# Passage given

Principal Investigator

Amy Kristin Sanders, Associate Professor of Journalism and Law

Faculty and Institution Building

The PIT-UN Social Justice Informatics Faculty Fellows Program

Achieving social justice is a global challenge of our time, and requires strategic partnerships among universities, government, and nonprofits. We propose to build a city-wide collaboration that can work toward achieving social justice in Austin, Texas through complementary expertise in social justice and public interest technology. This project will bring together faculty fellows with diverse backgrounds and expertise to learn from and collaborate with community organizations to create a community of practice around social justice informatics. Twenty-four faculty fellows will primarily be drawn from a large flagship university (UT-Austin) and a small HBCU (Huston-Tillotson U.) and will partner with government and community organizations.

# Extracted information
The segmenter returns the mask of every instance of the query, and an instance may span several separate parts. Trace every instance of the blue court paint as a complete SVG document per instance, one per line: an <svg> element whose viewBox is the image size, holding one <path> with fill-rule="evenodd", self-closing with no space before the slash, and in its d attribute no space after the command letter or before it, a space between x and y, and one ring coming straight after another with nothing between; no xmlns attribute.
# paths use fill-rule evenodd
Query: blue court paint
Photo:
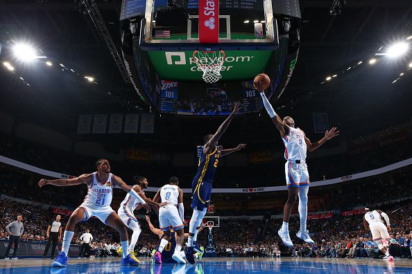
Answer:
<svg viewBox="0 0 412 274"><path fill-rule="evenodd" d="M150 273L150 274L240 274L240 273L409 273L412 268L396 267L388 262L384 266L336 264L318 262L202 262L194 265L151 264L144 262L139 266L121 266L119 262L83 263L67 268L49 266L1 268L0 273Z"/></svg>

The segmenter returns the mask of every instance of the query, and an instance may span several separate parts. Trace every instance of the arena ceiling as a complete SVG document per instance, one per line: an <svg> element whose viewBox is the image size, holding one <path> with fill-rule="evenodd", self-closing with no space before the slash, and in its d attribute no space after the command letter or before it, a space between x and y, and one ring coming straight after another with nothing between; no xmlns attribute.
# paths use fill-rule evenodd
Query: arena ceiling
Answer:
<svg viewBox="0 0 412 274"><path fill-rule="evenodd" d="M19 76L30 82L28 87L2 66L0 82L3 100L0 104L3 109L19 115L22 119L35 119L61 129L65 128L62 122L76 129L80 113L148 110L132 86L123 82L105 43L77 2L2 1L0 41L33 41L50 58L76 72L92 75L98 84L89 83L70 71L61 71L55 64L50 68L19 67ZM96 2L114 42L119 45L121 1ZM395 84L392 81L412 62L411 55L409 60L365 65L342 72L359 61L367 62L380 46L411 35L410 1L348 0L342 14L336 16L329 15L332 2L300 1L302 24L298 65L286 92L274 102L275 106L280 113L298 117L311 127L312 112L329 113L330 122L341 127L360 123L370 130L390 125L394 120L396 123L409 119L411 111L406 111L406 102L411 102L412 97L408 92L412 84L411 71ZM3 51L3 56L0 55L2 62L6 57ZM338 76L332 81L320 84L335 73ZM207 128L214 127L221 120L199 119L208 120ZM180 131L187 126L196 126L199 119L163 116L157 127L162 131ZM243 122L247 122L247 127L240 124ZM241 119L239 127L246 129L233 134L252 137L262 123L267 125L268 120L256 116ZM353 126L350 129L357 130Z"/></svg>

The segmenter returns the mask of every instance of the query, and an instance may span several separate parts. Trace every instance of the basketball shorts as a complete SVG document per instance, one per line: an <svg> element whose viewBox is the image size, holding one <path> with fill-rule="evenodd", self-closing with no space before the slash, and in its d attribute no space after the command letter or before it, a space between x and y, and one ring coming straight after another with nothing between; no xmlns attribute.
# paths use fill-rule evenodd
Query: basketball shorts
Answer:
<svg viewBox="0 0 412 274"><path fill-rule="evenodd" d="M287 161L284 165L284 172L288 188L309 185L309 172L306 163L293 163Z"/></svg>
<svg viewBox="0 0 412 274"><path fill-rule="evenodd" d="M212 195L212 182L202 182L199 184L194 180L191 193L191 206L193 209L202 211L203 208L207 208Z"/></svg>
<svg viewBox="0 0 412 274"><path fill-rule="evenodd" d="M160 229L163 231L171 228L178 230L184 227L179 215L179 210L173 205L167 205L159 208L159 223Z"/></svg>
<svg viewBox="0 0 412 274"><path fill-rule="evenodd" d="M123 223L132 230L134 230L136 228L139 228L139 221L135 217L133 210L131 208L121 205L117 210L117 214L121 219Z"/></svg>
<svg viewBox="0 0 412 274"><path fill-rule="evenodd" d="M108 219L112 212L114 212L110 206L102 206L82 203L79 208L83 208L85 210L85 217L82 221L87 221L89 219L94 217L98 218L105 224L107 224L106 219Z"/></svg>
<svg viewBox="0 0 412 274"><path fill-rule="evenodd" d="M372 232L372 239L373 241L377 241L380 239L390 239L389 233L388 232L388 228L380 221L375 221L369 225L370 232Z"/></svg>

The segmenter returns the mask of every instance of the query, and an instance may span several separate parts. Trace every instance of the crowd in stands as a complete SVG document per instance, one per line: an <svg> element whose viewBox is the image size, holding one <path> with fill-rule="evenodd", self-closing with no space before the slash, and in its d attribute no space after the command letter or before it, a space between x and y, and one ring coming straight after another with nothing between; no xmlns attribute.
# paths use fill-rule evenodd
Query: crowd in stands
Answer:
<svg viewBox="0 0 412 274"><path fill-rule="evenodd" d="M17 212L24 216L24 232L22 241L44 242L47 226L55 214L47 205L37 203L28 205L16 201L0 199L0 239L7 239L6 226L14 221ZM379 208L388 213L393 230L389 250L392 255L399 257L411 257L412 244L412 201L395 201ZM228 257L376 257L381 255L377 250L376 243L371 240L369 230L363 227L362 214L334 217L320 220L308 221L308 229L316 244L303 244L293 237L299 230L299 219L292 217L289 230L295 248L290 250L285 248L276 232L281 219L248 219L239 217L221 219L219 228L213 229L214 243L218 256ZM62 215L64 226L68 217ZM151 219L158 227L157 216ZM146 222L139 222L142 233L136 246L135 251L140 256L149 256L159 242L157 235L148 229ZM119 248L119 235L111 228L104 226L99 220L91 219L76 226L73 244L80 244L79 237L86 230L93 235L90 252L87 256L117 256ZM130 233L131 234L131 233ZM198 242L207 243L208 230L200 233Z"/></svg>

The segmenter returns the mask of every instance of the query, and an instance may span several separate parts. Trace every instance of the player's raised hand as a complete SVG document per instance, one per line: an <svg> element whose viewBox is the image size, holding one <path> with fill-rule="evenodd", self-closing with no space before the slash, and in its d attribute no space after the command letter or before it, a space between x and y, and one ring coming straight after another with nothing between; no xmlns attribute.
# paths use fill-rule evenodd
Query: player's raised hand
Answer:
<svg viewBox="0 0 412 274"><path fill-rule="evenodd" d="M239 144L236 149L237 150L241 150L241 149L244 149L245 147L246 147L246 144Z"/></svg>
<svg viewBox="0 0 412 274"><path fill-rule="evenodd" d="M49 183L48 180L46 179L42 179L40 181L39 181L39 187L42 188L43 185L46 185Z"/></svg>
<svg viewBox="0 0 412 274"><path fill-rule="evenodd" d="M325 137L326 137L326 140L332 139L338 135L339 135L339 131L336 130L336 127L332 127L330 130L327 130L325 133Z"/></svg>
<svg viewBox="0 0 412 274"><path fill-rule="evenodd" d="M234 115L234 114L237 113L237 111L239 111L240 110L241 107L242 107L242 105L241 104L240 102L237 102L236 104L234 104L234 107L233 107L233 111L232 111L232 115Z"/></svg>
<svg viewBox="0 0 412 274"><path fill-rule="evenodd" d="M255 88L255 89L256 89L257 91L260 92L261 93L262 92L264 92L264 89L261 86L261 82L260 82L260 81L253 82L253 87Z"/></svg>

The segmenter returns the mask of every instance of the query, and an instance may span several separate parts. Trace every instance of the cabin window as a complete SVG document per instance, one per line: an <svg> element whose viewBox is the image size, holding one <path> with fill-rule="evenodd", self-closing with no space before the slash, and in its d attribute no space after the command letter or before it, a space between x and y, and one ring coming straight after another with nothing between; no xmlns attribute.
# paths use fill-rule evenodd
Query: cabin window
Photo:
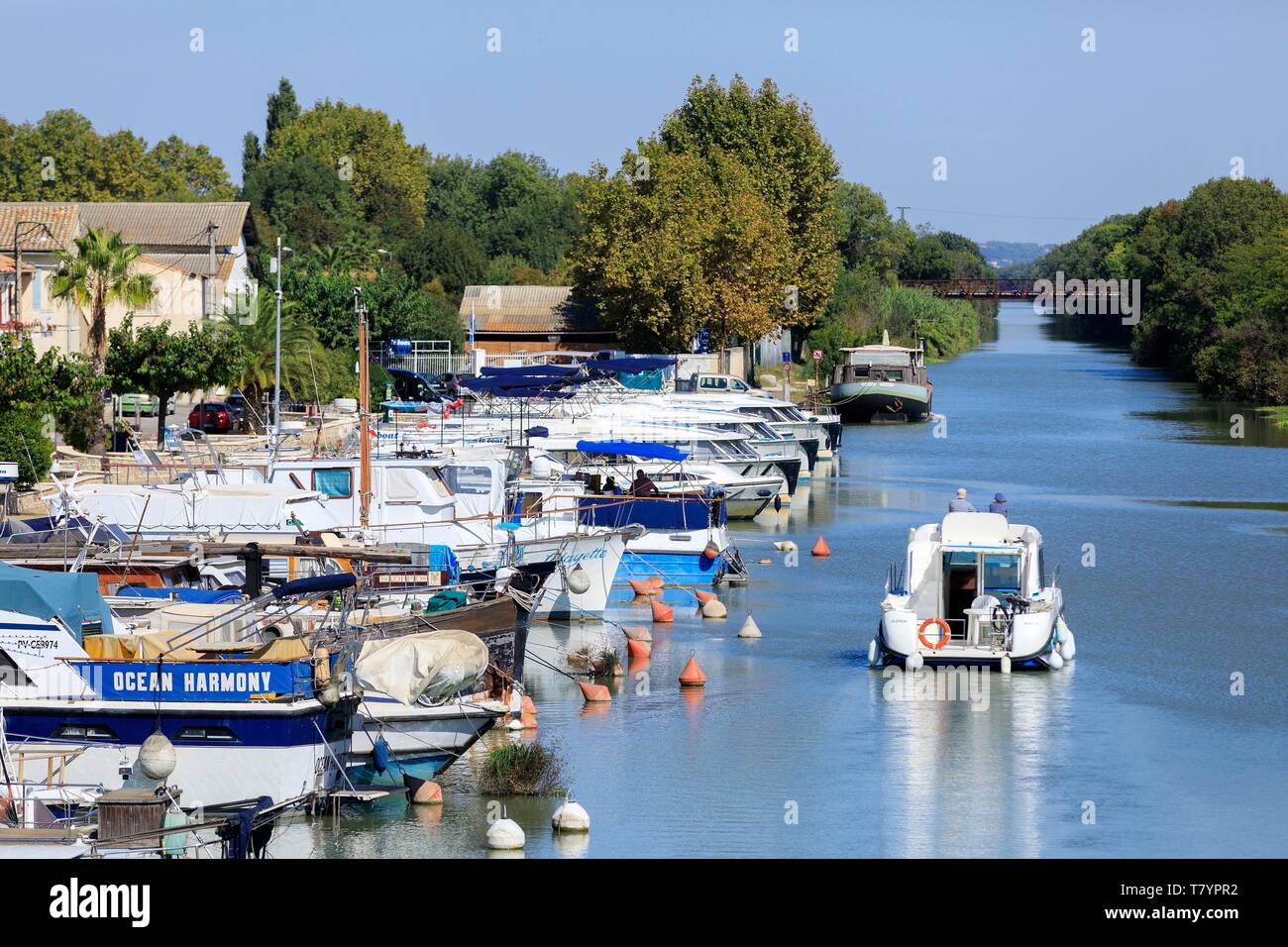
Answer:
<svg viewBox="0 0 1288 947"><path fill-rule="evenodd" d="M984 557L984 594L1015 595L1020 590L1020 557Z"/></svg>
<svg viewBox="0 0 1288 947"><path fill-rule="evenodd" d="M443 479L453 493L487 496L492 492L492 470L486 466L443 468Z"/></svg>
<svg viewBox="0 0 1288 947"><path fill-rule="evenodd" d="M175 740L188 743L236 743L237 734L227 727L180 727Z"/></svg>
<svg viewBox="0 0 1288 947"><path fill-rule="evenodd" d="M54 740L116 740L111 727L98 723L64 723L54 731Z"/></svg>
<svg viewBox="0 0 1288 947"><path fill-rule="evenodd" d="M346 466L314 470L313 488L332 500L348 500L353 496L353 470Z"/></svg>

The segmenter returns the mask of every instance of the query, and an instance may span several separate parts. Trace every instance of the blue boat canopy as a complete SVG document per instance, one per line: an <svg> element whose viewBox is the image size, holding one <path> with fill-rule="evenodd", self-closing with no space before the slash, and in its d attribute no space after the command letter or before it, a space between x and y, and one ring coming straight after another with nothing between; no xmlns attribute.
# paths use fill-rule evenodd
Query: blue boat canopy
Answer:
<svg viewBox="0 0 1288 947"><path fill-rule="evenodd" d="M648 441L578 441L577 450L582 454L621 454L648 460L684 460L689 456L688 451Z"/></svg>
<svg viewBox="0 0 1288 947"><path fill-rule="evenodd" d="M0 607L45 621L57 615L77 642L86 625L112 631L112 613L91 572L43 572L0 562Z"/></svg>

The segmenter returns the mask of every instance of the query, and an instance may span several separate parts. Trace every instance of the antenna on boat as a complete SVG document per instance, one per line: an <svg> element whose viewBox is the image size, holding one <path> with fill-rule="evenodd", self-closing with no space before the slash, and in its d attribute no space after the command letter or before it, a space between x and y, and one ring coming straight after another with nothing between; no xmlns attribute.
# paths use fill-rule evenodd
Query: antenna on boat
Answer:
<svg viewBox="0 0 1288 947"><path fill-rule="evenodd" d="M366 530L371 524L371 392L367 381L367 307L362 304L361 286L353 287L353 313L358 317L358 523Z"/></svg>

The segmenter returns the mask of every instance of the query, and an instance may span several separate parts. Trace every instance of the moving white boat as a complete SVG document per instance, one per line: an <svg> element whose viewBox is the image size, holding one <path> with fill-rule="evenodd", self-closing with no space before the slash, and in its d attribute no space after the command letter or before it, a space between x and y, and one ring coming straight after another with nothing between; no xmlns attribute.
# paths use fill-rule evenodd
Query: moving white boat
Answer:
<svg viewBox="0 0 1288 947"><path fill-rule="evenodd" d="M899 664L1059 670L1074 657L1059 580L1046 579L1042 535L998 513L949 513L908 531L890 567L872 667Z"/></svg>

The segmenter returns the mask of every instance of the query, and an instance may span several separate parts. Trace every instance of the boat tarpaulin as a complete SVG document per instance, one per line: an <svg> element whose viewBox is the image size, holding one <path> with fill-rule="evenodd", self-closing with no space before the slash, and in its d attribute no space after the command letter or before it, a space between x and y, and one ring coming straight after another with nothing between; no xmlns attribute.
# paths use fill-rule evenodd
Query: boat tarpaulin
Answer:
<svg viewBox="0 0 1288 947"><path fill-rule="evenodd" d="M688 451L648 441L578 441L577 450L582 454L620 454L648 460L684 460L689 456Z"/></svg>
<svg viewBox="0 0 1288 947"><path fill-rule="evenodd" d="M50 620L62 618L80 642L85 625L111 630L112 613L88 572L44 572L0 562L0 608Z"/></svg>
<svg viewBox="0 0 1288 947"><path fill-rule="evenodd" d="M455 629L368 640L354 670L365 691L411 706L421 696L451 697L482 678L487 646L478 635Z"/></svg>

# Work to complete
**1.** Write out the stretch of the project summary from "Achieving social justice is" through "and community organizations.".
**2.** According to the project summary, how many faculty fellows will the program bring together?
**3.** Carry on the project summary from the point where it stops.

# Replies
**1.**
Achieving social justice is a global challenge of our time, and requires strategic partnerships among universities, government, and nonprofits. We propose to build a city-wide collaboration that can work toward achieving social justice in Austin, Texas through complementary expertise in social justice and public interest technology. This project will bring together faculty fellows with diverse backgrounds and expertise to learn from and collaborate with community organizations to create a community of practice around social justice informatics. Twenty-four faculty fellows will primarily be drawn from a large flagship university (UT-Austin) and a small HBCU (Huston-Tillotson U.) and will partner with government and community organizations.

**2.** Twenty-four

**3.**
Principal Investigator

Kenneth R. Fleischmann, Professor and Director of Undergraduate Studies, School of Information

Strengthening the Public Interest Tech University Network

The PIT-UN Undergraduate Informatics Education for Public Interest Technology Conference

Top-5 iSchools UT-Austin and U. of Michigan will jointly organize a conference and develop an online community to bring together researchers and educators aiming to align undergraduate (UG) informatics education with public interest technology (PIT), generating a toolkit promoting UG PIT education.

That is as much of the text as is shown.